= Exercise prompt =
From the data below, retype exactly the lines starting with the one that contains "box: [223, 122, 329, 245]" and ending with the one that contains "positive clicks: (308, 185)", both included.
:: Data shown
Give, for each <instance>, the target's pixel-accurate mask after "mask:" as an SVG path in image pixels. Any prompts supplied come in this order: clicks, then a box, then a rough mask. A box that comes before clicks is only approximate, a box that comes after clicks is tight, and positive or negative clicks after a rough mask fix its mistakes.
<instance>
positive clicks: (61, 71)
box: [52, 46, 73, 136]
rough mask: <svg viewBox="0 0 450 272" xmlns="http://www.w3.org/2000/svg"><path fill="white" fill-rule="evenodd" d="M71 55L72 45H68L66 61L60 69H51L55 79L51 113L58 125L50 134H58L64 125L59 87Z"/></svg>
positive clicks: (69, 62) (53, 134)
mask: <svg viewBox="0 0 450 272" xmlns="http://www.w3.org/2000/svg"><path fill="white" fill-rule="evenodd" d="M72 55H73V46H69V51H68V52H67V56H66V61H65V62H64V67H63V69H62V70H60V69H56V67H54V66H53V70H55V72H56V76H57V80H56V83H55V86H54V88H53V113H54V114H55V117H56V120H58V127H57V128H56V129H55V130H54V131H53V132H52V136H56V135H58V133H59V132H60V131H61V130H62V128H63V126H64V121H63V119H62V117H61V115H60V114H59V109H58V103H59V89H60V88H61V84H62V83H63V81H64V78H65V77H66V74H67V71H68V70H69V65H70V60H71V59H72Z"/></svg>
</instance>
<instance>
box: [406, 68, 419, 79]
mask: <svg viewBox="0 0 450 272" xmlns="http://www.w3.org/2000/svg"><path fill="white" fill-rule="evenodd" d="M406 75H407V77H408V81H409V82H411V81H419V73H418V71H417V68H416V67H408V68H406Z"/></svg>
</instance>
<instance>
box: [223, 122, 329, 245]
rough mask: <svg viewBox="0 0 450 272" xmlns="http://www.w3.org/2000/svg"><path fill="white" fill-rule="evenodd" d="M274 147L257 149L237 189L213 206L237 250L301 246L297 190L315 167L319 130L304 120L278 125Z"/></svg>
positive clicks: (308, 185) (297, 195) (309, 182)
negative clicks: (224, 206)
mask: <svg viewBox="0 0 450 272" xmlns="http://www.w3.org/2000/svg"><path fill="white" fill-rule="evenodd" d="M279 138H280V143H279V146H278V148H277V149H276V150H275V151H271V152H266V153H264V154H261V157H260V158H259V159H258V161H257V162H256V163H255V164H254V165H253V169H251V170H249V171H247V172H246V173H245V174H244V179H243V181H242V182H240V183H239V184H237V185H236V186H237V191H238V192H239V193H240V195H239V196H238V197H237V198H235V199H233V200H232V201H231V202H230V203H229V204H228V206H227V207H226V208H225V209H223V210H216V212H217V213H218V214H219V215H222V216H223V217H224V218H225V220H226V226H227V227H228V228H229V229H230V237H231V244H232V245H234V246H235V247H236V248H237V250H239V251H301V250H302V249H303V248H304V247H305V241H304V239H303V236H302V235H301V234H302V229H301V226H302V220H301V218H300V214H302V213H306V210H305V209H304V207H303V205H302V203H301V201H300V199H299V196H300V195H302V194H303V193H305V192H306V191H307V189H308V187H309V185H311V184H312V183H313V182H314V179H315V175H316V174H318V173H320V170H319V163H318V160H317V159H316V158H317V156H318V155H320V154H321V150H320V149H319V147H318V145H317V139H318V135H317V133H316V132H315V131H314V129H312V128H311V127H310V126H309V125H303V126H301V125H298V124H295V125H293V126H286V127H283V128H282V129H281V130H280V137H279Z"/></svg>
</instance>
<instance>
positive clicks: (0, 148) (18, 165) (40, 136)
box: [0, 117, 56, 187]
::::
= Solution to the problem =
box: [223, 122, 329, 245]
rough mask: <svg viewBox="0 0 450 272" xmlns="http://www.w3.org/2000/svg"><path fill="white" fill-rule="evenodd" d="M274 147L257 149L237 189L213 206L237 250L301 246L297 190L315 167L319 130L304 120L278 125Z"/></svg>
positive clicks: (308, 185) (297, 195) (309, 182)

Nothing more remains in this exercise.